Als ich dann zuletzt erfahren durfte, er macht ein Soloalbum, war ich schon voller Vorfreude. Und dann noch zusammen mit den Musikern von Alias Eye, deren letztes Album leider auch schon 13 Jahre zurückliegt. Und, verdammt, das war eine gute Wahl, denn genau diese Band schafft es, seinen Liedern genau in die richtige Form zu gießen.

Das passend „The Beggar“ betitelte Album enthält von Martin geschriebene Songs, die scheinbar noch nie auf irgendeinem Tonträger zu finden waren. Eine Ausnahme, denn der Einstieg ist eine Ehrung des größten Bandhits. Und dann sitzt der Hörer in der Zeitmaschine. In dieser begegnet man Songs, als Martin noch jung war. Wunderschöne Songs zwischen Rock und Ballade. Manches mit einem Hauch Karibik versehen, anderes klingt, als wäre es direkt für Alias Eye geschrieben gewesen.

:: Aufgaben ::
1. Zitiere aus der Albumbesprechung wörtlich die Stelle, die bei „Als ich dann“ beginnt und bei „Form zu gießen.“ endet.
2. Fasse den Absatz der Albumbesprechung, der mit „Das passend „The Beggar“ betitelte Album“ beginnt, als kurze Stichpunktliste mit seinen wichtigsten Angaben zusammen.
Die anschließenden Datensätze stehen für sich und gehören nicht zur Albumbesprechung.

:: Ausgelesene Daten ::

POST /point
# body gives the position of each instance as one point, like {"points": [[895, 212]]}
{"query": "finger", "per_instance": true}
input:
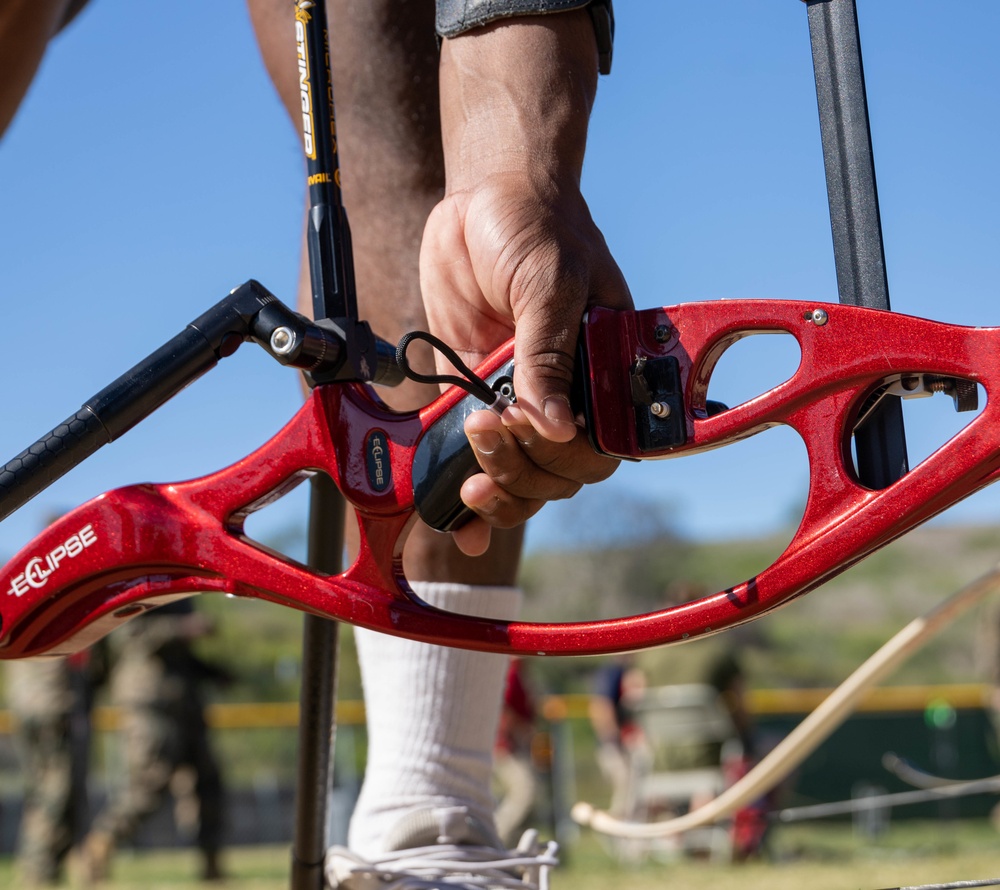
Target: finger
{"points": [[496, 506], [546, 335], [520, 460]]}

:: Lösungen ::
1.
Als ich dann zuletzt erfahren durfte, er macht ein Soloalbum, war ich schon voller Vorfreude. Und dann noch zusammen mit den Musikern von Alias Eye, deren letztes Album leider auch schon 13 Jahre zurückliegt. Und, verdammt, das war eine gute Wahl, denn genau diese Band schafft es, seinen Liedern genau in die richtige Form zu gießen.

2.
- Das Album trägt den Titel „The Beggar“.
- Es enthält von Martin geschriebene Songs, die scheinbar noch auf keinem Tonträger zu finden waren.
- Eine Ausnahme ist der Einstieg, eine Ehrung des größten Bandhits.
- Die übrigen Songs stammen aus der Zeit, als Martin noch jung war.
- Die Songs bewegen sich zwischen Rock und Ballade.
- Manche haben einen Hauch Karibik, andere klingen, als wären sie direkt für Alias Eye geschrieben.